++++ Source extract ++++
Dealing with Vulnerability
Inspired by Seth Godin’s blog, I’m going to try to have poignant entries for this week rather than anything long winded or visually entertaining to fill in the blanks. Isn’t that really what’s a blog all about? A splatter of your own thoughts instead of a pieced together thoroughly referenced piece of writing? Who knows.
All I know is for the first time since starting this venture I am feeling vulnerable. Today I was bombarded with a ton of mail. One of which warned that if I don’t respond within 30 days my EPA number will be suspended. I am training and working with a new hire who’ve been with me for almost two weeks now. I have to deal with linking my LLC to the DBA and the inconvenient but absolutely necessary protocol which belies this process. Interruptions from neighbors asking for favors, brunch with a business mentor (leaving my worker at the warehouse and mentally freaking out about his progress). Gathering foam from across the way because I noticed they are throwing out massive amounts of foam from a former weed operation – and then worrying about all the fiberglass the foam was buried in earlier. Ink exploded all over my hands from changing the ink on my printer [clumsy]. And returns of items which were incorrectly listed. The calls I receive from potential customers would often go like this, “Do you have __impossible description of a part___ ?” Even if I had the part I really don’t know what they are talking about. I am in the process of buying another car, one of my affiliates is asking for his money, and I find myself physically exhausted on a daily basis from the manual labor. I still need to check on the work of a person I hired to list for me and he is halfway around the world. Our hours never match up so when I am going to sleep he is awake and vice versa.
Then I calm down.
30 days … that’s plenty of time for me to respond. Right? My neighbors ask me for favors because they have given me so much in the brief time that I am here. Shelves, barrels, door knobs and locks, foam, packaging material, computer… I received all of this in their good graces. The idea of convincing another human being to work with you for so many hours a day for weeks on end – constantly being in your company – for non-luxurious pay… when I look at it wouldn’t be that easy if I were a miserable or difficult to deal with individual. The fact that my neighbors are kind, my worker is kind, everyone around me is kind and comforting is at the end of the day a reflection of how my behavior influenced their interaction with me. I must be doing okay. And returns of items – at least I am shipping often enough to receive returns. I am pushing forward it seems. And customers are calling in for parts I haven’t got a clue about but luckily I have help from all avenues to correctly identify my customers’ needs. It took me a month to train the halfway around the world individual but it sets the groundwork to free up some time I desperately need. Then there is the dropshipping company + a personal life.
++++
# [Task objective]
Write the next part of the blog entry about feeling vulnerable while building a new business, picking up after its last sentence. The listing that comes next has no connection to the blog entry on vulnerability.
++++ Material shown ++++
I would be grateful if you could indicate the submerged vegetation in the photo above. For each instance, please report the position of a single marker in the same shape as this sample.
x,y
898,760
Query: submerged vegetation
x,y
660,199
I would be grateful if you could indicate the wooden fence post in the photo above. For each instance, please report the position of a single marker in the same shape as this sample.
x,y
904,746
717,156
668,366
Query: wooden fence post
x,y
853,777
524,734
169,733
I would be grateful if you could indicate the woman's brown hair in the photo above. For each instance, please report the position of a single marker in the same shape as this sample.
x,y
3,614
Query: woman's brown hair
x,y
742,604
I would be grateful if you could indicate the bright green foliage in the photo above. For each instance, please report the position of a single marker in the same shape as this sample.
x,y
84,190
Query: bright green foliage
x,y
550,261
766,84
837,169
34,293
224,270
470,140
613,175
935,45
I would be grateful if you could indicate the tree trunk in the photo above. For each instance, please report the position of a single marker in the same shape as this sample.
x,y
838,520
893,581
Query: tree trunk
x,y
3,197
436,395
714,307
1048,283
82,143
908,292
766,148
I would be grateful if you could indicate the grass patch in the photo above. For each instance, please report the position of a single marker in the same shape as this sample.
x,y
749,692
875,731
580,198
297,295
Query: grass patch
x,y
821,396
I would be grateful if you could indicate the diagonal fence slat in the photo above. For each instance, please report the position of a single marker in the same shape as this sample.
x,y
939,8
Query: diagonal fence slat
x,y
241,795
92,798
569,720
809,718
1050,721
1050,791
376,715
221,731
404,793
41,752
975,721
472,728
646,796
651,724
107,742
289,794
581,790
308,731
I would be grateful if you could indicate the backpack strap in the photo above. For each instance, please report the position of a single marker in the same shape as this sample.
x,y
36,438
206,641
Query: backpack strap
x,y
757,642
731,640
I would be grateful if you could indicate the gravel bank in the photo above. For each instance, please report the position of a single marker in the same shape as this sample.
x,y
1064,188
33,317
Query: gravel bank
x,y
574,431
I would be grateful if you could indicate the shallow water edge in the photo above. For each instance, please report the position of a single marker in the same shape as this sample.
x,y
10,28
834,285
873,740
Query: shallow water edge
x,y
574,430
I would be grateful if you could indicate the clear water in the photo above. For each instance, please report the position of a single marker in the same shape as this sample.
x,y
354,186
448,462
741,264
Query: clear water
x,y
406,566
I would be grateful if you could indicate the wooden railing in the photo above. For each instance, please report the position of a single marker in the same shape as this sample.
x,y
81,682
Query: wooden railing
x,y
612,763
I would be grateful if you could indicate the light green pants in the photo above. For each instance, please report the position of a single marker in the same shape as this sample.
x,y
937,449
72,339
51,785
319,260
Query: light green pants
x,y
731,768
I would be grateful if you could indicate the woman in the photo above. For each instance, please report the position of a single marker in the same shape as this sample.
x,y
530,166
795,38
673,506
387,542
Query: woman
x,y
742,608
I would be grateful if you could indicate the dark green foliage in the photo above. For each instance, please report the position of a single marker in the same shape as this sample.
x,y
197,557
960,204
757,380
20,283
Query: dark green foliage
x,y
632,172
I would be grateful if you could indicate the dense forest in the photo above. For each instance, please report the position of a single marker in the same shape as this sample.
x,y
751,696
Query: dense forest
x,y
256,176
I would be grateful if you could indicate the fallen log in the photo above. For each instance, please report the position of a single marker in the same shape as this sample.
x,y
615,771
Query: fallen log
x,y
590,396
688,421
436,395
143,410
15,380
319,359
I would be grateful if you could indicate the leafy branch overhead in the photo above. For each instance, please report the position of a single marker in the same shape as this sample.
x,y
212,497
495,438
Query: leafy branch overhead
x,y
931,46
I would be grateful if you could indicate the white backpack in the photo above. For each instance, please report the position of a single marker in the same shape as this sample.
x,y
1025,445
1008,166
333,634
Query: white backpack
++++
++++ Material shown ++++
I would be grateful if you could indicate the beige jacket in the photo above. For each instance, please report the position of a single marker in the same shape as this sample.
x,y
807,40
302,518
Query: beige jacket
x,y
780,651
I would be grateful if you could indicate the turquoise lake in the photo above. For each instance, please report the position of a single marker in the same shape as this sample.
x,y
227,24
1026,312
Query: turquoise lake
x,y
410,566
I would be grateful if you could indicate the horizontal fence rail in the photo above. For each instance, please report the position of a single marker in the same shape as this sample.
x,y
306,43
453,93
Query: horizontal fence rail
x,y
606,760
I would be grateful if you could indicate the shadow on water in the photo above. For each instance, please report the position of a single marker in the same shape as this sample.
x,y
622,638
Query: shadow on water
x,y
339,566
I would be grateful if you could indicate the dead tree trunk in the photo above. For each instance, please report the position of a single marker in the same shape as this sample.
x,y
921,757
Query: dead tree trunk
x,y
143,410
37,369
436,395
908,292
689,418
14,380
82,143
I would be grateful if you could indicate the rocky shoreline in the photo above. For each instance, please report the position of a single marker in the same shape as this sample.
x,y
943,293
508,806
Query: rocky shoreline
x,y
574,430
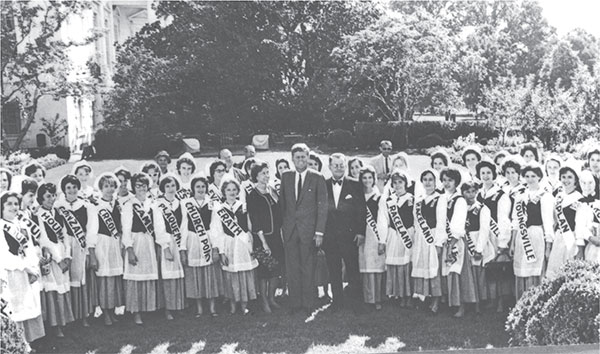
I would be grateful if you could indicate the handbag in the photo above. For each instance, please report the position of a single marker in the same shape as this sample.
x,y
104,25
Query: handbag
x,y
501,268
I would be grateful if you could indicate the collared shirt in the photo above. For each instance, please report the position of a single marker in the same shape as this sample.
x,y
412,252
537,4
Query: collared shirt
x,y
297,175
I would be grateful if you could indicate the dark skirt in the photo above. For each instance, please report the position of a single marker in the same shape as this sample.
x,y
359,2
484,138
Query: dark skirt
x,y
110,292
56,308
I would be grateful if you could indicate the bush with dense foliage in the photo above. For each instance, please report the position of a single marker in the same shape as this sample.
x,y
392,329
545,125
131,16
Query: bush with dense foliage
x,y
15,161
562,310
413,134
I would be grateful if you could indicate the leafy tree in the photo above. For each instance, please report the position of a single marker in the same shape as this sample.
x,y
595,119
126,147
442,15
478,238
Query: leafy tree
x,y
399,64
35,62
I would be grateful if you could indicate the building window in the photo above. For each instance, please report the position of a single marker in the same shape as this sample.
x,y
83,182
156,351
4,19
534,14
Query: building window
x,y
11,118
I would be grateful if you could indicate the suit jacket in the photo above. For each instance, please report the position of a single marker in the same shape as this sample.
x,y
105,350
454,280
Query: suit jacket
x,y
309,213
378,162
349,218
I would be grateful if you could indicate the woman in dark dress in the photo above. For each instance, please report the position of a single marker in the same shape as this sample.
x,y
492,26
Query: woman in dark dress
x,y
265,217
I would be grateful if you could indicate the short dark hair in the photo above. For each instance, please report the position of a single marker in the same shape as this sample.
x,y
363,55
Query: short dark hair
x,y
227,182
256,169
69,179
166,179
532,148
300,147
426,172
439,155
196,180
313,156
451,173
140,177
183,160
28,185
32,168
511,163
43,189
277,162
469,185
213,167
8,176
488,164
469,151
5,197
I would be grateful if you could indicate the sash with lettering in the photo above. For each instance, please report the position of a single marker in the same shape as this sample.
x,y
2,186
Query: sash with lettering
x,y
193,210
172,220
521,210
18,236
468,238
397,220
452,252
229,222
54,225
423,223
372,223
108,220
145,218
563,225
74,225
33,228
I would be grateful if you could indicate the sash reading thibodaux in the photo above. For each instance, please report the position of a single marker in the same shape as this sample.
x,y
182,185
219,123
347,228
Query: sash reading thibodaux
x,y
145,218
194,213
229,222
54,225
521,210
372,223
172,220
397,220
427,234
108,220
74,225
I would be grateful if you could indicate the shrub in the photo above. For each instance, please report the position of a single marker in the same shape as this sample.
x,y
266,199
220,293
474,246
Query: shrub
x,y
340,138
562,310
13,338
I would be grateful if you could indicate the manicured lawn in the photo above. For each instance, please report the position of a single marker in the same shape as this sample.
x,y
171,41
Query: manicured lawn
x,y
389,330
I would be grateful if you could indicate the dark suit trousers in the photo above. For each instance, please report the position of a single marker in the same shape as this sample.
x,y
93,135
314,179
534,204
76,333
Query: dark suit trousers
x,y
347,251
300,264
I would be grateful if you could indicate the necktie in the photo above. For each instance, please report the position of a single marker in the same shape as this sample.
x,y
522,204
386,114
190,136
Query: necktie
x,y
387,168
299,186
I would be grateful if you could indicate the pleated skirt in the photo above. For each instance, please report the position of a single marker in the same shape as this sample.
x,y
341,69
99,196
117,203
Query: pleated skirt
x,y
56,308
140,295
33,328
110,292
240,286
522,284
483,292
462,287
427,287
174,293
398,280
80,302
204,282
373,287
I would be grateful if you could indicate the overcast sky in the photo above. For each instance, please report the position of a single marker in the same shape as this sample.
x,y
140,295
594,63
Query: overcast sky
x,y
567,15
++++
# [Written answer]
It seems like I am doing okay even though it feels like everything is crashing together. Like I am at an intersection witnessing a massive attack, speechless and halted by what I perceive as a magnitude of sorts. But is it a magnitude of any kind? I realize all of this will be second nature soon enough – my response time and my ability to manage the chaos. As with any kind of novelty, you get desensitized from feeling overwhelmed when being overwhelmed becomes a type of norm. A friend of mine is a current medical school graduate and he is forced to stay awake for days on end because lives depend on him. I help alleviate people car pains on a national level. He alleviates a very personal type of pain on a much smaller scale yet the importance of his work seems daunting. I read stories about Marissa Mayer and I want to know how managing chaos is done on that scale and what is it that’s prioritized? You can only do so much as a person. You can only delegate so often in one day.
I used to work in sales position where I would answer about 200 emails/day. I would problem solve shipping issues, processing issues, aid with sales, bring in sales of my own, coordinate between vendors, resellers, and end users, etc… My Xobni report shows my response time going from 1 hour per email to around 1-2 minutes per email. I helped bring in over $300,000 in sales in a couple of months. But on that level all the systems of operation were set in place for me. All I had to do was respond. When I am also responsible for operational organization and simultaneously sales, customer service, payroll, and the IT fixes – it just isn’t optimal anymore to respond in every which way.
I am always asking myself – How do I get this done more efficiently?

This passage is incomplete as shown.